Text to read:

--- BEGIN ---

# Noctua NT-H1 Thermal Compound



## t_ski (Dec 29, 2007)

Noctua recently released their new NT-H1 thermal compound. This new thermal interface material is designed to give maximum performance while being simple to use. Best of all, it is ready to use immediately and does not require a "burn-in" time like the other manufacturer's products. With a long storage life, long-term stability on the CPU, being non-conductive and being suitable for compressor cooling, this thermal compound seems to have it all.

*Show full review*


----------



## WarEagleAU (Jan 17, 2008)

Id like to see this compared to Arctic Silver MX-2 compound and the liquid thermal compound. Thickness being what it is, its probably more of a hassle to spread.


----------



## ktr (Jan 17, 2008)

WarEagleAU said:


> Thickness being what it is, its probably more of a hassle to spread.



If you stick the tube in a glass of hot water, that may thin it out. Works well with AS5.


----------



## keakar (Jan 17, 2008)

im really interested in seeing a full review of all the best thermal compounds that are available to use. something like a 2008 review of what choices we have and how they compare side by side.


----------



## t_ski (Jan 17, 2008)

WarEagleAU said:


> Id like to see this compared to Arctic Silver MX-2 compound and the liquid thermal compound. Thickness being what it is, its probably more of a hassle to spread.

--- END ---

Record extracts:
--- BEGIN ---

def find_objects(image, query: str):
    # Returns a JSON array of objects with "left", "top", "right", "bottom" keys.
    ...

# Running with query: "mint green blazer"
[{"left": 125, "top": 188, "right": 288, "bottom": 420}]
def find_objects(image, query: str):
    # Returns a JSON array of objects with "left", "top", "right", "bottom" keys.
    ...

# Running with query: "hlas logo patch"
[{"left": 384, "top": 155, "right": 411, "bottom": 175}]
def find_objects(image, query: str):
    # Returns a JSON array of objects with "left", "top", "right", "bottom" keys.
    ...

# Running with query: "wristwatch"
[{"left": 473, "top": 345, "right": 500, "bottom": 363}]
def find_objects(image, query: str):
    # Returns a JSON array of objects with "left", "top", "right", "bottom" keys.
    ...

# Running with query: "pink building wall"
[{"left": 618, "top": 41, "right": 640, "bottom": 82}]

--- END ---

What you need to do:
a – From the Noctua NT-H1 thread, return the passage from "## WarEagleAU (Jan" to "ktr (Jan 17, 2008)", copied word for word.
b – In the Noctua NT-H1 thread, which two compounds does WarEagleAU want the NT-H1 compared to?
c – Write what comes next in the Noctua NT-H1 thread, starting after its final line.

Answers given:
a –
## WarEagleAU (Jan 17, 2008)

Id like to see this compared to Arctic Silver MX-2 compound and the liquid thermal compound. Thickness being what it is, its probably more of a hassle to spread.


----------



## ktr (Jan 17, 2008)

b – Arctic Silver MX-2 and the liquid thermal compound.

c –
Actually, all I had to do was put a small drop in the center of the chipset core or the CPU IHS and mount the heatsink.  There was no spreading involved - pressure does all the work.  In fact, it's even easier than making the thin line across the cores with AS5.


----------



## Frogger (Jan 17, 2008)

Ski if that chipset is still togeather can you put a 40 cm fan on it & add results in ...for the Noctua tim


----------



## t_ski (Jan 17, 2008)

Frogger said:


> Ski if that chipset is still togeather can you put a 40 cm fan on it & add results in ...for the Noctua tim



Not at the moment.  I have another heatsink that covers up the NB.


----------



## Frogger (Jan 18, 2008)

t_ski said:


> Not at the moment.  I have another heatsink that covers up the NB.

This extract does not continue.